Written task —
Begin at the line with "point: tennis racket" and output every line through the end of the records, exactly as given. Omit pictures.

Collected data
━━━━

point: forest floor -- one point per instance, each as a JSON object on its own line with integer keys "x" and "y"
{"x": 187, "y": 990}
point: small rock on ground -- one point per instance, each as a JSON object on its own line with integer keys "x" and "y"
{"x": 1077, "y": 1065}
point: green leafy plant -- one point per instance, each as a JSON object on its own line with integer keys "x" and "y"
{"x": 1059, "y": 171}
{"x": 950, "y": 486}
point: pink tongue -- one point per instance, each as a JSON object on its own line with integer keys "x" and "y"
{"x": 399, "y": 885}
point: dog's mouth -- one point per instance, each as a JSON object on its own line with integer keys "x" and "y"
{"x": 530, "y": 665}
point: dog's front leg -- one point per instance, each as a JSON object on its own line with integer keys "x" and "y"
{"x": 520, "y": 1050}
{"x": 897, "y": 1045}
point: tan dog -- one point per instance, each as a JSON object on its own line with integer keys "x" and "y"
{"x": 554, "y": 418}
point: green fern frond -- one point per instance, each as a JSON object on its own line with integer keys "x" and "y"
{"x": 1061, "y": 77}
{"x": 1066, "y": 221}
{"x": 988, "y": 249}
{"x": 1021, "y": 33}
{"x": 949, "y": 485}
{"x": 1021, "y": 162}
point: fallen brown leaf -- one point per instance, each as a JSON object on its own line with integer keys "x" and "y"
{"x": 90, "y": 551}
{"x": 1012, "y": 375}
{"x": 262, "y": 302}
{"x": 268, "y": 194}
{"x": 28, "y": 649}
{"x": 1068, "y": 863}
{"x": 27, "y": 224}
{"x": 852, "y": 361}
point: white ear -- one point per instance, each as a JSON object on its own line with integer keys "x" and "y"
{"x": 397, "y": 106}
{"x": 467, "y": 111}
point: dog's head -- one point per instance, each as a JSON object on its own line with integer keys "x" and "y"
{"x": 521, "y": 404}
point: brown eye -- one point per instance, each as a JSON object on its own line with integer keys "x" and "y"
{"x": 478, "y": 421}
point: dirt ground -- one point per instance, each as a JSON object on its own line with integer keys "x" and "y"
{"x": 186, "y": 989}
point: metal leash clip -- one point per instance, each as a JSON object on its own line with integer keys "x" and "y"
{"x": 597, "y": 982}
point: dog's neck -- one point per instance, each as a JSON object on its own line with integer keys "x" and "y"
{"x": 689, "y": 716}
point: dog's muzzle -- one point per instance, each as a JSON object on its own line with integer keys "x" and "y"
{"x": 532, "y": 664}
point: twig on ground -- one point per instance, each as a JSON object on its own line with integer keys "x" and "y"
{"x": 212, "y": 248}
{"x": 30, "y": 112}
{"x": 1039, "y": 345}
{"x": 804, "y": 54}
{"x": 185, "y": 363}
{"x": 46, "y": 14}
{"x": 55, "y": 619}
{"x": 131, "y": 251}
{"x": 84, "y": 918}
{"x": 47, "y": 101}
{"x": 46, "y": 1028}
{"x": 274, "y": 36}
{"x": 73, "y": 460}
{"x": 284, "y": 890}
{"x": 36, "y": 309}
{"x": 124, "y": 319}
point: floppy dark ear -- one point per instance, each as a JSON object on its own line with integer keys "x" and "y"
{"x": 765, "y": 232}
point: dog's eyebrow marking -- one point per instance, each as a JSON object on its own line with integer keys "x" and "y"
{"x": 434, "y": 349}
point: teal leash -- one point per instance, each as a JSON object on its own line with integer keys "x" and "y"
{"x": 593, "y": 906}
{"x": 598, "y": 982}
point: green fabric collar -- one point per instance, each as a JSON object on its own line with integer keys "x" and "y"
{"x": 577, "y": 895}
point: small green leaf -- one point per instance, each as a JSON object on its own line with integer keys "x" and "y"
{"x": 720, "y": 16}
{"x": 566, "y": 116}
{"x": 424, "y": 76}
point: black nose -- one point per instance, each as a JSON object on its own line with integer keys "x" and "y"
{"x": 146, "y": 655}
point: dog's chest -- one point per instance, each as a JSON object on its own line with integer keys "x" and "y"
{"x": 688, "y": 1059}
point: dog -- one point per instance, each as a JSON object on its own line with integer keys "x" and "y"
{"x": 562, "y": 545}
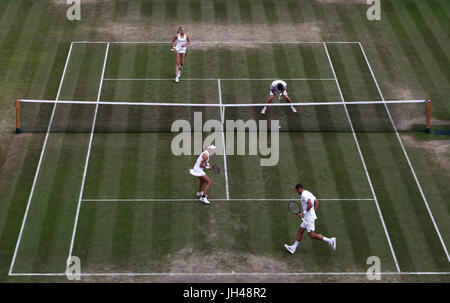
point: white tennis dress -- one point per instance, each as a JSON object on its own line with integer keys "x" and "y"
{"x": 180, "y": 42}
{"x": 310, "y": 216}
{"x": 197, "y": 171}
{"x": 274, "y": 86}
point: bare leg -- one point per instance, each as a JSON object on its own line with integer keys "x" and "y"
{"x": 265, "y": 107}
{"x": 178, "y": 63}
{"x": 206, "y": 180}
{"x": 182, "y": 59}
{"x": 287, "y": 98}
{"x": 313, "y": 235}
{"x": 201, "y": 185}
{"x": 301, "y": 230}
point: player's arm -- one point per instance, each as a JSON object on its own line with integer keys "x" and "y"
{"x": 203, "y": 164}
{"x": 275, "y": 93}
{"x": 173, "y": 41}
{"x": 288, "y": 98}
{"x": 308, "y": 208}
{"x": 316, "y": 204}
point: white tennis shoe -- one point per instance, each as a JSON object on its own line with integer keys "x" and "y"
{"x": 290, "y": 248}
{"x": 204, "y": 200}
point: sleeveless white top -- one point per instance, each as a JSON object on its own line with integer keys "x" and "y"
{"x": 181, "y": 41}
{"x": 197, "y": 166}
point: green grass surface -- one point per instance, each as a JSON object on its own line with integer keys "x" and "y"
{"x": 408, "y": 51}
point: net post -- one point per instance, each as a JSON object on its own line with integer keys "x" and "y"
{"x": 18, "y": 130}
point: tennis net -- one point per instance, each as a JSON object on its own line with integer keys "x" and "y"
{"x": 358, "y": 116}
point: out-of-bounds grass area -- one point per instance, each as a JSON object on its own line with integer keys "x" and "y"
{"x": 407, "y": 50}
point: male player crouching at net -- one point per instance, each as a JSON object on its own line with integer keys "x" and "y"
{"x": 201, "y": 163}
{"x": 278, "y": 88}
{"x": 309, "y": 217}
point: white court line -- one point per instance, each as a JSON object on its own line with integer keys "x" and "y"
{"x": 418, "y": 273}
{"x": 40, "y": 161}
{"x": 406, "y": 156}
{"x": 318, "y": 103}
{"x": 222, "y": 42}
{"x": 363, "y": 162}
{"x": 87, "y": 159}
{"x": 221, "y": 199}
{"x": 222, "y": 114}
{"x": 215, "y": 79}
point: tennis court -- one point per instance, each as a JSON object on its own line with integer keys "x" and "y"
{"x": 109, "y": 185}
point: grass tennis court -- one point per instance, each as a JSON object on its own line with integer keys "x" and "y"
{"x": 118, "y": 199}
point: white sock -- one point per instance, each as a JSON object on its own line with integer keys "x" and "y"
{"x": 328, "y": 240}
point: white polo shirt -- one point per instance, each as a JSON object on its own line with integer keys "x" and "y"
{"x": 274, "y": 86}
{"x": 307, "y": 195}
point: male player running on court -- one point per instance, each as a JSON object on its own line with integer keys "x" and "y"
{"x": 309, "y": 205}
{"x": 201, "y": 163}
{"x": 182, "y": 41}
{"x": 278, "y": 89}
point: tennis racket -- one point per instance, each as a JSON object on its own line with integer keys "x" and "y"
{"x": 295, "y": 209}
{"x": 215, "y": 169}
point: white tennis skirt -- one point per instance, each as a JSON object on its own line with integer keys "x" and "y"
{"x": 197, "y": 173}
{"x": 181, "y": 50}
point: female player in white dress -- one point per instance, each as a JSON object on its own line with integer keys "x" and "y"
{"x": 179, "y": 43}
{"x": 278, "y": 89}
{"x": 201, "y": 163}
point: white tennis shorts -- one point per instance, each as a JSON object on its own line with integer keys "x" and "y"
{"x": 310, "y": 224}
{"x": 197, "y": 173}
{"x": 181, "y": 50}
{"x": 284, "y": 93}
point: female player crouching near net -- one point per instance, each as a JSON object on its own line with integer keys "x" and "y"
{"x": 201, "y": 163}
{"x": 179, "y": 43}
{"x": 278, "y": 89}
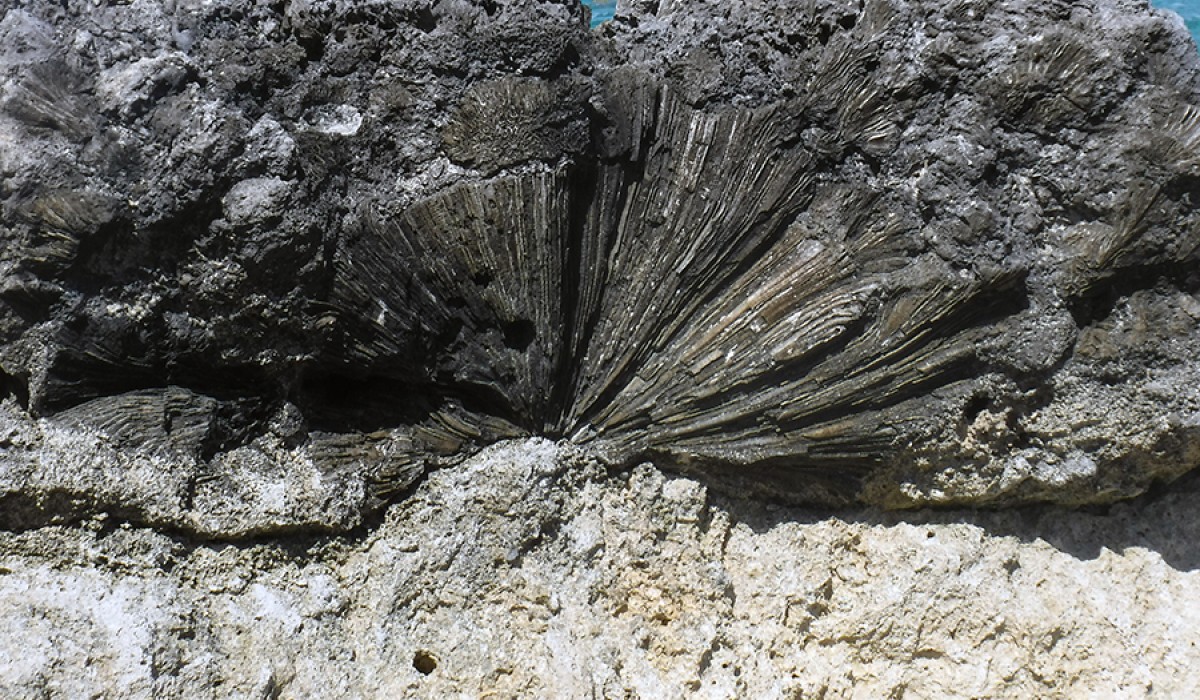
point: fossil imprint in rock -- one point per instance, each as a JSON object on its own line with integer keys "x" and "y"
{"x": 859, "y": 291}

━━━━

Task response —
point: tennis racket -- one point per instance, each as a JSON object on its own line with integer keys "x" and "y"
{"x": 295, "y": 209}
{"x": 215, "y": 169}
point: white tennis skirt -- one point per instance, each as a JSON object on its own line with integer keys "x" and "y"
{"x": 197, "y": 173}
{"x": 181, "y": 50}
point: female player in white dress -- one point per instance, each as a JSON object on its own line with integer keys "x" and "y"
{"x": 179, "y": 43}
{"x": 278, "y": 89}
{"x": 201, "y": 163}
point: white tennis shorts -- one point per instance, each as a JSON object on its own line with integer keys "x" and "y"
{"x": 310, "y": 224}
{"x": 197, "y": 173}
{"x": 181, "y": 50}
{"x": 284, "y": 93}
point: female player crouching near net -- one point per instance, each as a JSON object on its own line with integer keys "x" and "y"
{"x": 201, "y": 163}
{"x": 179, "y": 43}
{"x": 278, "y": 89}
point: fossil imprint in rock -- one point per instance, each as a JSON object on its own line with integer keys "x" and "y"
{"x": 859, "y": 291}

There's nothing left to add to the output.